Write each line of the records below as one string in a JSON list, in order, leaving out blank lines.

■ ■ ■

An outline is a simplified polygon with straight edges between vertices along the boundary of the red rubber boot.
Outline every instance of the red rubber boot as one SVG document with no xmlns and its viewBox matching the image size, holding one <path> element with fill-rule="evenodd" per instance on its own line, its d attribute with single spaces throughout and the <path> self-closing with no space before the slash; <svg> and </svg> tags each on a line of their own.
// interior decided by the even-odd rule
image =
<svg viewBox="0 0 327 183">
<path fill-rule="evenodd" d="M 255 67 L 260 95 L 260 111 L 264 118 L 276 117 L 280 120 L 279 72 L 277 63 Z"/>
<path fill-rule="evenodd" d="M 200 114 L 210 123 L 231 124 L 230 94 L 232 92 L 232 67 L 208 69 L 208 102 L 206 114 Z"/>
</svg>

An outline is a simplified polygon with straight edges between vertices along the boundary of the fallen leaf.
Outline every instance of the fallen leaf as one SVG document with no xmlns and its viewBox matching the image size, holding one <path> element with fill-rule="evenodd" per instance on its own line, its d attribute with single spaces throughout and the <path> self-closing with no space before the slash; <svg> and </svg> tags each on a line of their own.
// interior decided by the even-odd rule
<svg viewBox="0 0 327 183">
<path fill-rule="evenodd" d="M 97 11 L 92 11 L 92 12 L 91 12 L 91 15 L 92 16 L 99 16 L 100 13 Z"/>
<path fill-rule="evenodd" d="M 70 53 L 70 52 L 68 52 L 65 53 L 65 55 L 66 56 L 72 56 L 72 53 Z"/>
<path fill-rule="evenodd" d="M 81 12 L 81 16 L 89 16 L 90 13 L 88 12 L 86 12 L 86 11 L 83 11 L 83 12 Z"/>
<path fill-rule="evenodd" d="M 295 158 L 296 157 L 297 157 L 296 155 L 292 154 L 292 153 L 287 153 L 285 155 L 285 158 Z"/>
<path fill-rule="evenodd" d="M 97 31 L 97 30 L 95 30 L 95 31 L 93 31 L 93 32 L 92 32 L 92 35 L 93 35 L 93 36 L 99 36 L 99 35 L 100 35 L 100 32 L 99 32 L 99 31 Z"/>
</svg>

■ ■ ■

COMPLETED TASK
[
  "An outline is a simplified polygon with straight edges between vertices along the boundary of the red rubber boot.",
  "Outline every instance of the red rubber boot as one SVG document with no xmlns and its viewBox matching the image size, holding one <path> element with fill-rule=\"evenodd\" per instance on its own line, its d attribute with single spaces throughout and the <path> self-closing with no space before the slash; <svg> and </svg> tags each on a line of their own.",
  "// interior decided by the even-odd rule",
  "image =",
  "<svg viewBox=\"0 0 327 183\">",
  "<path fill-rule=\"evenodd\" d=\"M 255 67 L 260 95 L 260 111 L 264 118 L 276 117 L 280 120 L 279 72 L 277 63 Z\"/>",
  "<path fill-rule=\"evenodd\" d=\"M 200 114 L 210 123 L 231 124 L 230 94 L 232 92 L 232 67 L 208 69 L 208 102 L 206 114 Z\"/>",
  "</svg>",
  "An outline is a simplified polygon with straight edges between vertices along the boundary of the fallen leaf.",
  "Outline every instance of the fallen leaf as one SVG document with no xmlns and its viewBox matching the image size, holding one <path> element with fill-rule=\"evenodd\" per instance on its own line, its d attribute with single spaces throughout and the <path> self-closing with no space before the slash; <svg> and </svg> tags each on a line of their own.",
  "// interior decided by the even-odd rule",
  "<svg viewBox=\"0 0 327 183\">",
  "<path fill-rule=\"evenodd\" d=\"M 97 11 L 92 11 L 92 12 L 91 12 L 91 15 L 92 16 L 99 16 L 100 13 Z\"/>",
  "<path fill-rule=\"evenodd\" d=\"M 70 53 L 70 52 L 68 52 L 65 53 L 65 55 L 66 56 L 72 56 L 72 53 Z\"/>",
  "<path fill-rule=\"evenodd\" d=\"M 81 12 L 81 16 L 89 16 L 90 13 L 88 12 L 86 12 L 86 11 L 83 11 L 83 12 Z\"/>",
  "<path fill-rule=\"evenodd\" d=\"M 295 158 L 296 157 L 297 157 L 296 155 L 292 154 L 292 153 L 287 153 L 285 155 L 285 158 Z\"/>",
  "<path fill-rule=\"evenodd\" d=\"M 97 31 L 97 30 L 95 30 L 95 31 L 93 31 L 93 32 L 92 32 L 92 35 L 93 35 L 93 36 L 99 36 L 99 35 L 100 35 L 100 32 L 99 32 L 99 31 Z\"/>",
  "</svg>"
]